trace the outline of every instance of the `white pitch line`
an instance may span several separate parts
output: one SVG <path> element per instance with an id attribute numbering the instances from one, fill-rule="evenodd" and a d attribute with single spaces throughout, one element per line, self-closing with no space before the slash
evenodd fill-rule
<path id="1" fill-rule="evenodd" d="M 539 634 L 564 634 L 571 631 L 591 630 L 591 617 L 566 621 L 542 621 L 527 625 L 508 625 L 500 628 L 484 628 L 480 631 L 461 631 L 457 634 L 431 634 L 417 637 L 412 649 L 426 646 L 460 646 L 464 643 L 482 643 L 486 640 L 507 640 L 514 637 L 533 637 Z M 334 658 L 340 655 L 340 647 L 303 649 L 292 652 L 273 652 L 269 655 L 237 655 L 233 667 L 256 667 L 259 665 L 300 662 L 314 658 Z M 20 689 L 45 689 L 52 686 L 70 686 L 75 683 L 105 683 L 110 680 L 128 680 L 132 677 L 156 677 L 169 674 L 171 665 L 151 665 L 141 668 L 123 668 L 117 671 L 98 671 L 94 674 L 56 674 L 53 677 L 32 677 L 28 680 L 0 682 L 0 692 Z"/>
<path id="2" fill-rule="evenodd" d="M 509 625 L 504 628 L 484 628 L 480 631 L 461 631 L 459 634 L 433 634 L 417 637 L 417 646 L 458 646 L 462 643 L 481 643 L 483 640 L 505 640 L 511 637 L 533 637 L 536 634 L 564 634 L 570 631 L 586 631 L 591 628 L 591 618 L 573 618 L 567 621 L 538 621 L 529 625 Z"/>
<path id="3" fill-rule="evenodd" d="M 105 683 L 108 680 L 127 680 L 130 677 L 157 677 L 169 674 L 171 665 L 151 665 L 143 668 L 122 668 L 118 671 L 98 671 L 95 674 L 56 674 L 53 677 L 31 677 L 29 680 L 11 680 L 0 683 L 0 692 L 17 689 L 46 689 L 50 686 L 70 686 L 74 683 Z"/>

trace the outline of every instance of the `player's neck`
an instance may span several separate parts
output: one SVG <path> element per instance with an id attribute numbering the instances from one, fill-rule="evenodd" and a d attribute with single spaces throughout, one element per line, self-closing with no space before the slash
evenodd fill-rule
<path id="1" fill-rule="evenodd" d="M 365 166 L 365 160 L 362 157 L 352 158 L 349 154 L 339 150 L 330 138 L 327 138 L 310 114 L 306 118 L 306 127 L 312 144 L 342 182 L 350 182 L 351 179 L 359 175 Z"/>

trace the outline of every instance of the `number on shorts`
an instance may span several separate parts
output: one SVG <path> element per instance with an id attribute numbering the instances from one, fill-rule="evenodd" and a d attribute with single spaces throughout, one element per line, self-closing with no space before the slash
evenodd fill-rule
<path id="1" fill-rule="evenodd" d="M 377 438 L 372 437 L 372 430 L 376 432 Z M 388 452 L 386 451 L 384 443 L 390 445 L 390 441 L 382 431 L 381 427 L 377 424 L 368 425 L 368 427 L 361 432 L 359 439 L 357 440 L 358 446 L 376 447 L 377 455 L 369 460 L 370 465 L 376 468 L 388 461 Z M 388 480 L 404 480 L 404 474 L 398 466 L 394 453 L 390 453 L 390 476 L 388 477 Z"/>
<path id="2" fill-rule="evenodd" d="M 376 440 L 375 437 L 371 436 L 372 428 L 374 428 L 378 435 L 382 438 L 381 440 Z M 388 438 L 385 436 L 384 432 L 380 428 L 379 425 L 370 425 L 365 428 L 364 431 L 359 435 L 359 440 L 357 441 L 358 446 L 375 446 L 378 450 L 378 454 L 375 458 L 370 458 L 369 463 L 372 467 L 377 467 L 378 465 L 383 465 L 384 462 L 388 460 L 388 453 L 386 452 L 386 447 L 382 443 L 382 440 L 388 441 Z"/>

### Problem to work on
In full and without any edits, output the material above.

### Completed exercise
trace the outline of every instance of the `white pitch line`
an instance may span several separate parts
output: one SVG <path> element per instance with an id attribute numbering the instances from one, fill-rule="evenodd" and a d attribute with single spaces throughout, one element per line, self-closing with no space before the slash
evenodd fill-rule
<path id="1" fill-rule="evenodd" d="M 539 634 L 564 634 L 571 631 L 591 630 L 591 617 L 566 621 L 542 621 L 527 625 L 508 625 L 500 628 L 484 628 L 480 631 L 461 631 L 457 634 L 431 634 L 417 637 L 412 649 L 426 646 L 460 646 L 464 643 L 482 643 L 486 640 L 507 640 L 514 637 L 533 637 Z M 334 658 L 340 655 L 340 647 L 303 649 L 292 652 L 273 652 L 269 655 L 237 655 L 233 667 L 256 667 L 259 665 L 300 662 L 314 658 Z M 20 689 L 45 689 L 52 686 L 70 686 L 75 683 L 105 683 L 110 680 L 128 680 L 132 677 L 156 677 L 169 674 L 171 665 L 151 665 L 141 668 L 123 668 L 117 671 L 98 671 L 94 674 L 56 674 L 53 677 L 32 677 L 28 680 L 0 682 L 0 692 Z"/>
<path id="2" fill-rule="evenodd" d="M 509 625 L 504 628 L 484 628 L 480 631 L 461 631 L 459 634 L 433 634 L 417 637 L 417 646 L 458 646 L 462 643 L 481 643 L 483 640 L 505 640 L 511 637 L 533 637 L 536 634 L 564 634 L 570 631 L 586 631 L 591 628 L 591 618 L 573 618 L 567 621 L 538 621 L 529 625 Z"/>
<path id="3" fill-rule="evenodd" d="M 105 683 L 108 680 L 127 680 L 130 677 L 157 677 L 169 674 L 171 665 L 151 665 L 143 668 L 122 668 L 118 671 L 98 671 L 95 674 L 56 674 L 53 677 L 31 677 L 29 680 L 11 680 L 0 683 L 0 692 L 17 689 L 46 689 L 50 686 L 70 686 L 74 683 Z"/>

trace the outline of every instance of the `player's neck`
an instance may span several separate parts
output: one SVG <path> element per instance with an id attribute numbering the instances from one, fill-rule="evenodd" and a d attribute with single spaces throughout, one element per line, self-closing with no space before the slash
evenodd fill-rule
<path id="1" fill-rule="evenodd" d="M 365 166 L 365 160 L 362 157 L 352 158 L 349 154 L 339 150 L 330 138 L 327 138 L 310 114 L 306 118 L 306 127 L 312 144 L 342 182 L 350 182 L 351 179 L 359 175 Z"/>

trace the outline of every instance of the `number on shorts`
an instance may span several separate parts
output: one SVG <path> element per instance with an id attribute numbering the instances from one, fill-rule="evenodd" and a d attribute with single spaces throughout, one element per line, self-closing with no space before the slash
evenodd fill-rule
<path id="1" fill-rule="evenodd" d="M 377 438 L 372 437 L 372 430 L 376 432 Z M 388 452 L 386 451 L 384 443 L 390 445 L 390 441 L 382 431 L 381 427 L 377 424 L 368 425 L 368 427 L 361 432 L 359 439 L 357 440 L 358 446 L 376 447 L 377 455 L 369 460 L 370 465 L 376 468 L 388 461 Z M 388 480 L 404 480 L 404 474 L 398 466 L 394 453 L 390 453 L 390 476 L 388 477 Z"/>
<path id="2" fill-rule="evenodd" d="M 376 440 L 375 437 L 371 436 L 372 428 L 374 428 L 378 435 L 382 438 L 381 440 Z M 388 438 L 385 436 L 384 432 L 380 428 L 379 425 L 370 425 L 365 428 L 364 431 L 359 435 L 359 440 L 357 441 L 358 446 L 375 446 L 378 450 L 378 454 L 375 458 L 370 458 L 369 463 L 372 467 L 377 467 L 378 465 L 383 465 L 384 462 L 388 460 L 388 453 L 386 452 L 386 447 L 382 443 L 382 440 L 388 441 Z"/>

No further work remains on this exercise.